### WORK TO DO
Copy only the lines from the one containing "Can you see the overcast" through the final line of the records below, exactly as written, with no pictures.
=== SUPPLIED RECORDS ===
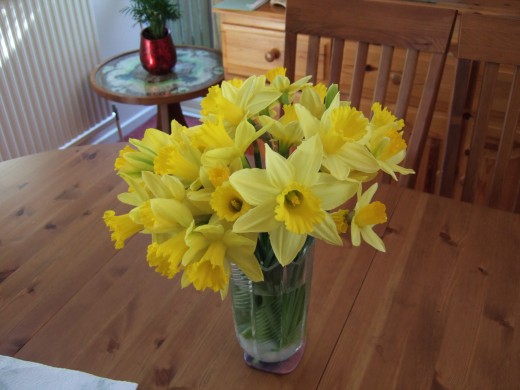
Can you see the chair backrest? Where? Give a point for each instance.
(414, 28)
(488, 69)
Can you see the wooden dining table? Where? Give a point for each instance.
(438, 310)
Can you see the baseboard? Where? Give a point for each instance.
(189, 108)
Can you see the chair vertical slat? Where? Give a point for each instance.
(313, 52)
(455, 125)
(405, 88)
(358, 74)
(479, 130)
(423, 118)
(336, 61)
(516, 206)
(507, 139)
(290, 54)
(385, 64)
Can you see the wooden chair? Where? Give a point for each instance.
(492, 173)
(413, 28)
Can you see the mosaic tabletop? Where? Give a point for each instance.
(124, 79)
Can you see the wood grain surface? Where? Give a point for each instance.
(437, 310)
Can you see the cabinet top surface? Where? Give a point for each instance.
(501, 7)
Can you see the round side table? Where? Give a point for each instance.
(123, 79)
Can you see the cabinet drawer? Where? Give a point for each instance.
(253, 51)
(245, 50)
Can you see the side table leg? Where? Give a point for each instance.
(168, 112)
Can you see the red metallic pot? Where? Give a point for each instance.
(158, 56)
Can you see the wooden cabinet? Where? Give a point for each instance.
(253, 43)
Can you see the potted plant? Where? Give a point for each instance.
(157, 51)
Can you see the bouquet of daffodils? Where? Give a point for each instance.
(271, 163)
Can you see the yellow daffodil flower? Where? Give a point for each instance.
(291, 197)
(121, 226)
(340, 218)
(366, 215)
(211, 249)
(387, 143)
(234, 104)
(343, 131)
(279, 81)
(166, 256)
(179, 157)
(228, 203)
(286, 130)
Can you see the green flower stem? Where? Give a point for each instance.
(257, 156)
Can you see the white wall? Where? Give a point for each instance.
(116, 33)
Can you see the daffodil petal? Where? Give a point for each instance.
(286, 244)
(258, 219)
(327, 231)
(371, 238)
(355, 235)
(368, 195)
(279, 172)
(307, 160)
(309, 123)
(247, 263)
(253, 185)
(359, 157)
(333, 192)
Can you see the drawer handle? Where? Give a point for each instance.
(395, 78)
(272, 55)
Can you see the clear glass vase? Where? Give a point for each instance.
(271, 316)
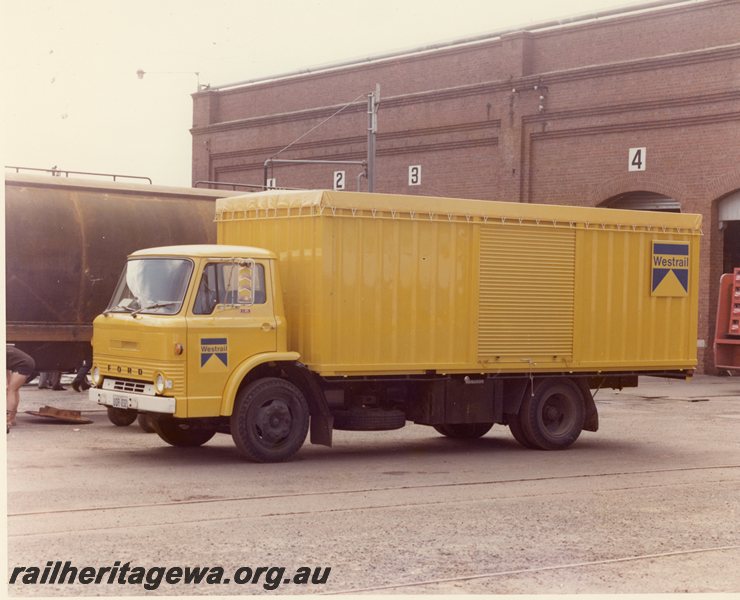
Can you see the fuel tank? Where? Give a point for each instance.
(66, 241)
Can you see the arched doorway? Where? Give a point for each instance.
(643, 200)
(729, 224)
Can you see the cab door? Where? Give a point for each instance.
(231, 318)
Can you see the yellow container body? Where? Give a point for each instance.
(389, 284)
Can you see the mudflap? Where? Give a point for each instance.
(322, 426)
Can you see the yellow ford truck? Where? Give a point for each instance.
(330, 310)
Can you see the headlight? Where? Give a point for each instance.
(159, 383)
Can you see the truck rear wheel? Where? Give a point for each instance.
(270, 420)
(121, 417)
(180, 432)
(553, 418)
(464, 431)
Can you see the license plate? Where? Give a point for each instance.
(119, 402)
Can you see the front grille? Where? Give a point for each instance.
(134, 387)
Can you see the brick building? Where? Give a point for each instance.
(632, 108)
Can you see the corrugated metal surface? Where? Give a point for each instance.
(527, 281)
(377, 283)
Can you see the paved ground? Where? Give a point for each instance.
(649, 504)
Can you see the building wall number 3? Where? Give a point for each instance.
(414, 174)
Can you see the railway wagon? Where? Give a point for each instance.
(65, 239)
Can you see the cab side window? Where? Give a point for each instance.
(230, 284)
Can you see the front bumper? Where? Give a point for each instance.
(128, 400)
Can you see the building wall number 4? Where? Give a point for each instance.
(636, 159)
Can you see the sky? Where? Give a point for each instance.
(72, 98)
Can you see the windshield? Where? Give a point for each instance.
(152, 285)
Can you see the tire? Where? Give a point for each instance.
(368, 419)
(121, 417)
(270, 420)
(553, 419)
(145, 422)
(464, 431)
(180, 432)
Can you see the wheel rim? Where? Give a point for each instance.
(557, 414)
(273, 421)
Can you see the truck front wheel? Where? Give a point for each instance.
(270, 420)
(553, 418)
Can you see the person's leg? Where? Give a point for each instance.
(15, 382)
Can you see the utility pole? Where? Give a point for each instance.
(373, 100)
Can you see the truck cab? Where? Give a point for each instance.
(183, 323)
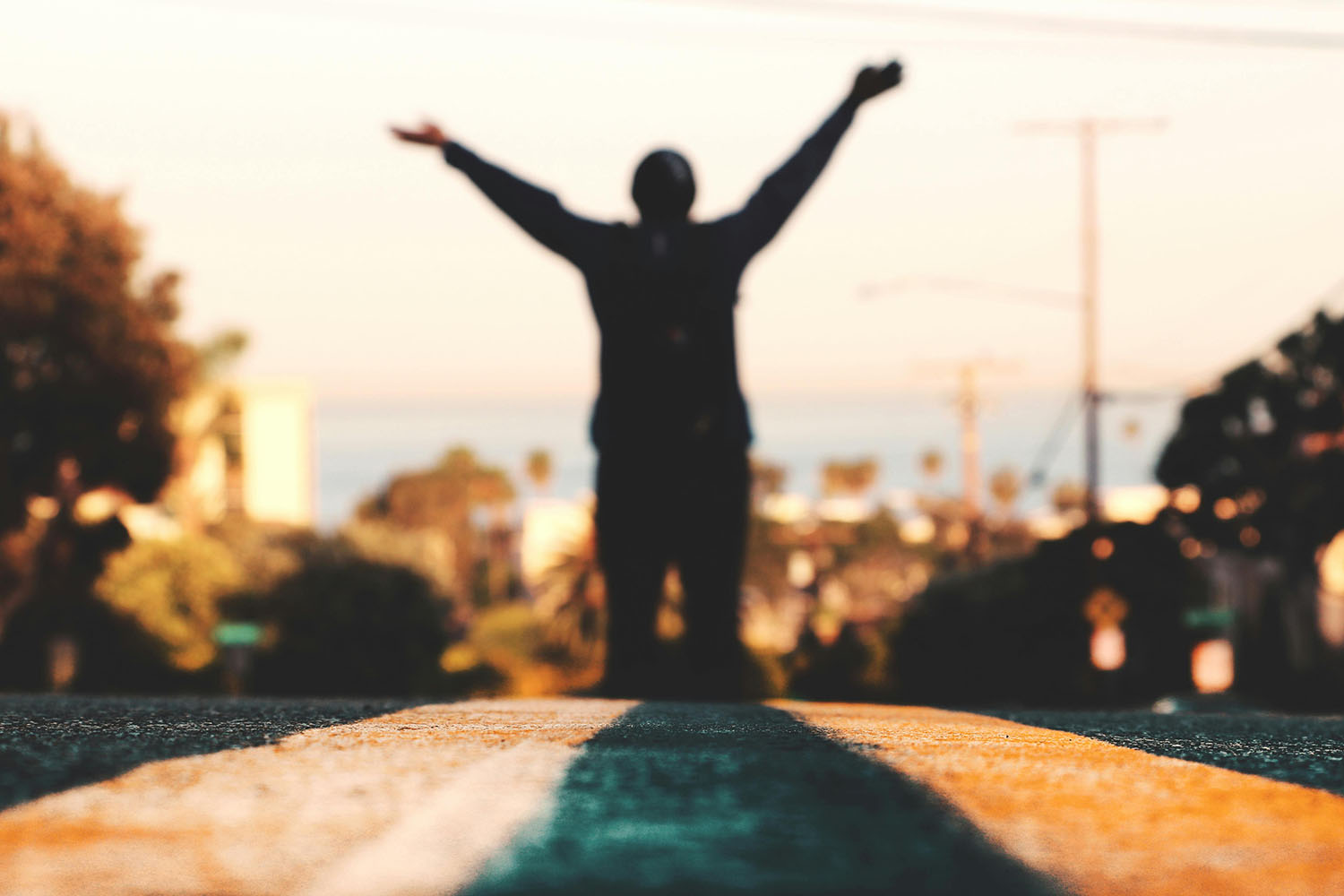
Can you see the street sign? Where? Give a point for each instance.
(237, 634)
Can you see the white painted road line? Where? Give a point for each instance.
(273, 820)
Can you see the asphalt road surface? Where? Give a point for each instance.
(246, 797)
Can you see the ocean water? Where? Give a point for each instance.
(362, 445)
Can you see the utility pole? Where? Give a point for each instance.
(1088, 131)
(969, 405)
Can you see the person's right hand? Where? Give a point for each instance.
(873, 81)
(427, 134)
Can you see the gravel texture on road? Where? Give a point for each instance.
(714, 798)
(1301, 750)
(51, 743)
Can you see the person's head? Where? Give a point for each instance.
(664, 187)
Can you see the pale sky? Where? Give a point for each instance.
(250, 142)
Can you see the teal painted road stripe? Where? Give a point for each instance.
(702, 798)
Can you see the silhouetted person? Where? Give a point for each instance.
(669, 424)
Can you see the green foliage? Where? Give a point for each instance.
(1263, 449)
(444, 498)
(172, 589)
(88, 362)
(352, 627)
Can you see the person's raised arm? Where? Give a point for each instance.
(537, 211)
(781, 193)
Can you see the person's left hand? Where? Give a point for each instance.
(427, 134)
(873, 81)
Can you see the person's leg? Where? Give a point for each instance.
(712, 527)
(633, 554)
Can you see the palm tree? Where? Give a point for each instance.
(539, 469)
(1005, 487)
(932, 463)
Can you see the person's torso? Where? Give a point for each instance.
(664, 303)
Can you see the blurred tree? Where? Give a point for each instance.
(351, 627)
(444, 498)
(1069, 497)
(89, 366)
(172, 589)
(1005, 487)
(932, 463)
(766, 477)
(1258, 469)
(851, 478)
(539, 469)
(206, 418)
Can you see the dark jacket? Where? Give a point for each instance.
(664, 297)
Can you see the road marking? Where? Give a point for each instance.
(443, 845)
(276, 818)
(1107, 820)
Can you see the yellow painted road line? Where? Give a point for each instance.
(1107, 820)
(365, 807)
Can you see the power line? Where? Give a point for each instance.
(1062, 24)
(1088, 131)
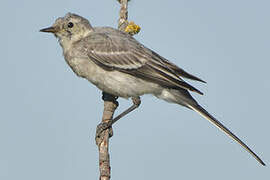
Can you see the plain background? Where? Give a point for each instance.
(48, 115)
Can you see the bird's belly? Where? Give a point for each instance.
(113, 82)
(124, 85)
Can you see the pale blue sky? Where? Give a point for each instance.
(48, 115)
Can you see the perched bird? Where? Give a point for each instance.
(118, 64)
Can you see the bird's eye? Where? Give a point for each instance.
(70, 24)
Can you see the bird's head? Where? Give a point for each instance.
(71, 27)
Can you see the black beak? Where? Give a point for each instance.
(49, 30)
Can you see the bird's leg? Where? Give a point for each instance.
(103, 126)
(109, 108)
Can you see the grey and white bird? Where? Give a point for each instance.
(118, 64)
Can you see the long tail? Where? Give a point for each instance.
(210, 118)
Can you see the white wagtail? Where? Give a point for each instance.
(118, 64)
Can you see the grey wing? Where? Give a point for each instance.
(125, 54)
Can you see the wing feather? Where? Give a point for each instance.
(125, 54)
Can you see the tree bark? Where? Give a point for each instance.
(110, 105)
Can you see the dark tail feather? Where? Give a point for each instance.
(210, 118)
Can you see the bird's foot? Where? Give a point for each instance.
(100, 130)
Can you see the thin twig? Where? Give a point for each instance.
(110, 105)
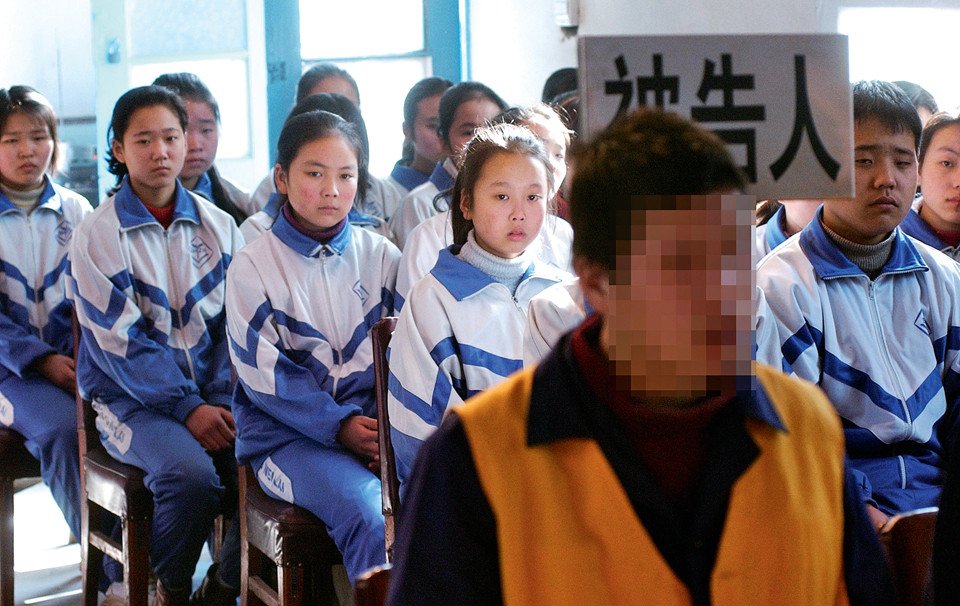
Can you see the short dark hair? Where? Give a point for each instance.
(488, 142)
(919, 96)
(646, 153)
(889, 105)
(564, 80)
(21, 99)
(128, 103)
(320, 72)
(341, 106)
(936, 123)
(309, 126)
(457, 95)
(191, 88)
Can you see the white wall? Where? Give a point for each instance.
(49, 49)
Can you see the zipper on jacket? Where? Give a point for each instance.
(175, 297)
(875, 312)
(337, 368)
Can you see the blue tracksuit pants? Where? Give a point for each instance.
(47, 417)
(336, 487)
(188, 493)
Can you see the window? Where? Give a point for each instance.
(900, 43)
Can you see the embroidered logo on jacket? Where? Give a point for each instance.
(64, 231)
(361, 292)
(277, 482)
(199, 252)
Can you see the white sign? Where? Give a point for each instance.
(781, 103)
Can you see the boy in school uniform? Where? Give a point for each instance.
(644, 456)
(871, 315)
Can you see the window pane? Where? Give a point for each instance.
(920, 58)
(360, 28)
(227, 80)
(383, 85)
(175, 27)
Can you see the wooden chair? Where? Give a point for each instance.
(908, 540)
(17, 463)
(281, 538)
(372, 587)
(390, 485)
(110, 487)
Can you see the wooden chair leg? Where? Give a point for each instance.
(291, 585)
(6, 542)
(136, 567)
(91, 558)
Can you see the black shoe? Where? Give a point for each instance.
(213, 591)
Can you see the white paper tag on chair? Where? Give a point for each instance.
(6, 411)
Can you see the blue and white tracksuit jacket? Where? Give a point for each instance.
(553, 246)
(151, 307)
(418, 205)
(770, 235)
(261, 221)
(886, 352)
(915, 227)
(299, 315)
(34, 322)
(459, 333)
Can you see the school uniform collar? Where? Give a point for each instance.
(204, 187)
(829, 262)
(560, 400)
(132, 212)
(775, 232)
(913, 225)
(444, 175)
(48, 200)
(463, 280)
(408, 177)
(307, 246)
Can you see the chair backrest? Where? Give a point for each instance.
(372, 586)
(380, 335)
(908, 540)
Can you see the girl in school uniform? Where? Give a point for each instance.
(461, 330)
(422, 148)
(150, 270)
(199, 175)
(343, 107)
(301, 301)
(554, 243)
(935, 216)
(37, 219)
(464, 108)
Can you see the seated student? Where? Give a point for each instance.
(382, 198)
(614, 471)
(199, 175)
(553, 243)
(149, 268)
(461, 330)
(422, 148)
(301, 301)
(777, 220)
(340, 106)
(464, 108)
(37, 219)
(935, 216)
(868, 314)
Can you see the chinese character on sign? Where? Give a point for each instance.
(803, 121)
(727, 82)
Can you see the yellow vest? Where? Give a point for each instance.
(568, 534)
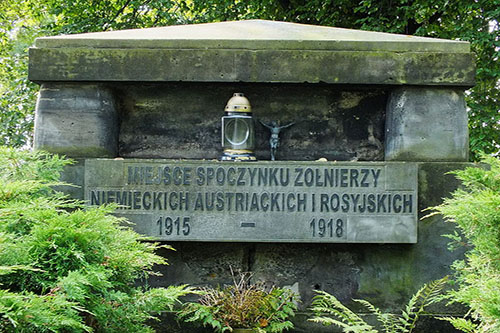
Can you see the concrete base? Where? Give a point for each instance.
(424, 124)
(385, 275)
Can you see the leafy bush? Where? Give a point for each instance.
(65, 267)
(328, 310)
(243, 305)
(475, 210)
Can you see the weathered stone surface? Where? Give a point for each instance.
(287, 66)
(426, 125)
(256, 34)
(386, 275)
(76, 120)
(182, 120)
(320, 202)
(252, 51)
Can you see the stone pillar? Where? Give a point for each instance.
(77, 120)
(426, 124)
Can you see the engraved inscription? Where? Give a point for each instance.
(261, 201)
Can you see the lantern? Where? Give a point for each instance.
(238, 134)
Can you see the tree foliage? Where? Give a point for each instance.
(474, 21)
(475, 209)
(65, 267)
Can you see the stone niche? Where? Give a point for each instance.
(357, 97)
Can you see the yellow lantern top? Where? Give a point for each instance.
(238, 103)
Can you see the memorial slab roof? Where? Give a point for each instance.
(252, 51)
(255, 34)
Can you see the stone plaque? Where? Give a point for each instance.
(328, 202)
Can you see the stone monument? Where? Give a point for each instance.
(382, 119)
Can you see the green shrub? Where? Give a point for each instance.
(475, 209)
(65, 267)
(243, 305)
(328, 310)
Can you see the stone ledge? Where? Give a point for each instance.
(237, 65)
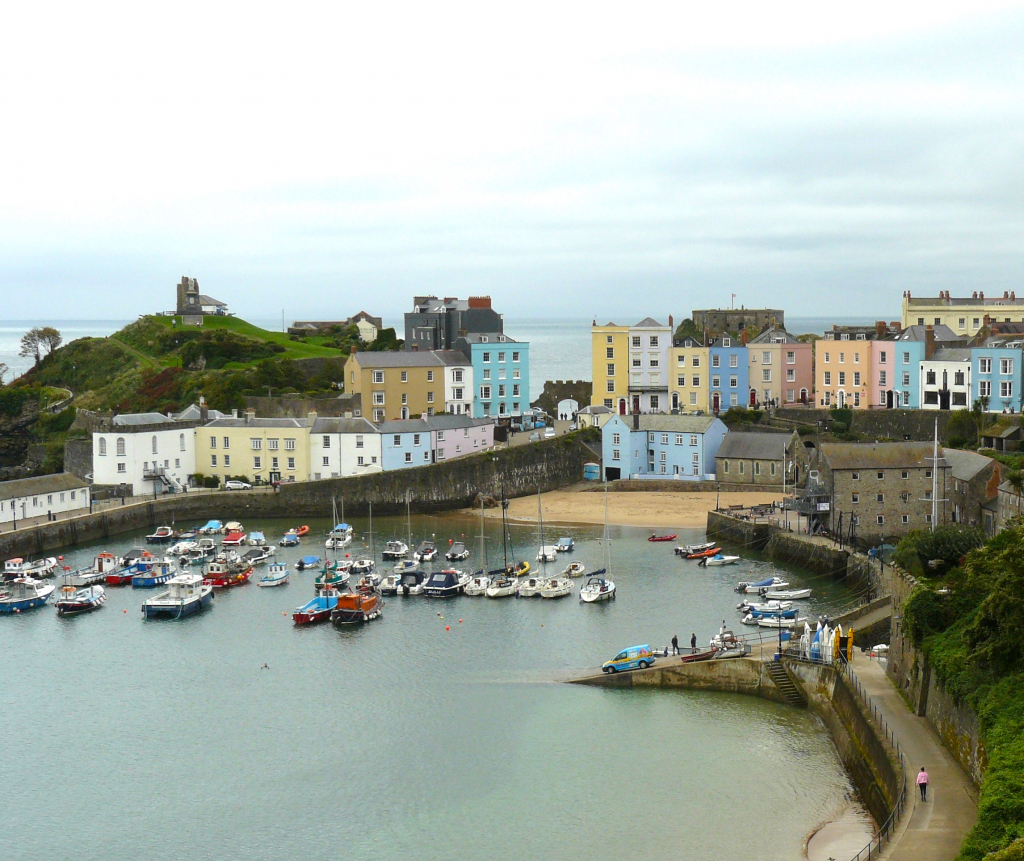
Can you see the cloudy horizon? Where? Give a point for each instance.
(569, 161)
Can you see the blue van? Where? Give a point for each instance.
(635, 657)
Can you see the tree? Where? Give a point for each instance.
(30, 345)
(50, 338)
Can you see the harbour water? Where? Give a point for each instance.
(402, 739)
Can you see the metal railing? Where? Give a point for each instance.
(886, 830)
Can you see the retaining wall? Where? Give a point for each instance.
(453, 484)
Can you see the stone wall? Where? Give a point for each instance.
(453, 484)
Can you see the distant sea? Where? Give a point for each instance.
(559, 348)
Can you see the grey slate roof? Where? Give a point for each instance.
(760, 446)
(880, 455)
(41, 484)
(340, 425)
(965, 465)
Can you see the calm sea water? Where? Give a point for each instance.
(402, 740)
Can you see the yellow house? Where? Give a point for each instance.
(609, 354)
(843, 370)
(395, 386)
(260, 449)
(688, 376)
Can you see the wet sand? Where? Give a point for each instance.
(653, 510)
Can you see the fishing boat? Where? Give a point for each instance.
(395, 550)
(258, 555)
(236, 539)
(318, 609)
(755, 588)
(477, 585)
(102, 564)
(157, 573)
(556, 588)
(355, 607)
(457, 552)
(276, 574)
(227, 575)
(186, 594)
(718, 559)
(597, 589)
(688, 550)
(785, 594)
(24, 594)
(76, 601)
(426, 552)
(162, 535)
(573, 569)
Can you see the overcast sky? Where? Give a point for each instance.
(576, 160)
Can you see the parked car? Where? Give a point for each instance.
(632, 658)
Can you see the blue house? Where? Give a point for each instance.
(728, 376)
(501, 374)
(653, 445)
(997, 373)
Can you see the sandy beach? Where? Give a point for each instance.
(675, 510)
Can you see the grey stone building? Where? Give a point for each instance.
(745, 458)
(882, 490)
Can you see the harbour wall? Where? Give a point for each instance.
(955, 723)
(877, 774)
(856, 569)
(450, 485)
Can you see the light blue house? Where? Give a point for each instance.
(728, 376)
(501, 374)
(997, 373)
(651, 445)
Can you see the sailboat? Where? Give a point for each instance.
(600, 587)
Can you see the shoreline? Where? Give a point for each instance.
(654, 510)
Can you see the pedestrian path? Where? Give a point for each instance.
(932, 829)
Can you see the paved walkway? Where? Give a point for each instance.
(932, 829)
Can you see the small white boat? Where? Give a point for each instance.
(597, 589)
(785, 594)
(718, 559)
(556, 588)
(687, 549)
(276, 574)
(573, 569)
(477, 586)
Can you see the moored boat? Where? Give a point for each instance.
(276, 574)
(23, 594)
(185, 594)
(75, 601)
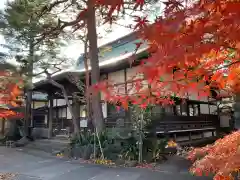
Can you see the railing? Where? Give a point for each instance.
(171, 123)
(174, 124)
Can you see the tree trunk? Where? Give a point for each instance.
(95, 72)
(28, 89)
(237, 112)
(87, 81)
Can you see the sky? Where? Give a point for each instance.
(75, 48)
===
### COMPLETED EXERCISE
Can you see the overcast sky? Where? Give a point for each instance.
(576, 160)
Can you see the parked car? Where? Give a point for each instance.
(632, 658)
Can you see the blue house? Where? Give a point for each instance.
(728, 376)
(501, 374)
(653, 445)
(997, 373)
Can you see the sandy beach? Where? Give a point for each instance.
(675, 510)
Can you see the grey stone building? Where? Give a point for each instance.
(745, 458)
(882, 490)
Can you see the harbour wall? Where? Give a point for each instance.
(955, 723)
(877, 774)
(856, 569)
(450, 485)
Can you see the light blue house? Where? Give a point for each instance.
(728, 376)
(501, 374)
(997, 373)
(651, 445)
Can you see the sailboat? Where? Give a point for each instance.
(600, 587)
Can you see the shoreline? Where? Give a point for each instance.
(654, 510)
Can you see the pedestrian path? Where? Give a point for each instance.
(932, 829)
Can you see the paved walkway? Where? Give a point for each instance.
(932, 829)
Can you see the small white boat? Where? Give a point for each instance.
(597, 589)
(785, 594)
(718, 559)
(556, 588)
(687, 549)
(276, 574)
(573, 569)
(477, 586)
Can you see the moored boat? Where? Give a point for each instance.
(276, 574)
(23, 594)
(185, 594)
(75, 601)
Can you see the railing? Where? Give a point for each instance.
(171, 123)
(174, 124)
Can you see the tree trunk? Where? Give a point for each instance.
(95, 72)
(28, 89)
(237, 112)
(87, 81)
Can you see the sky? Where? Give a point for each instance.
(75, 48)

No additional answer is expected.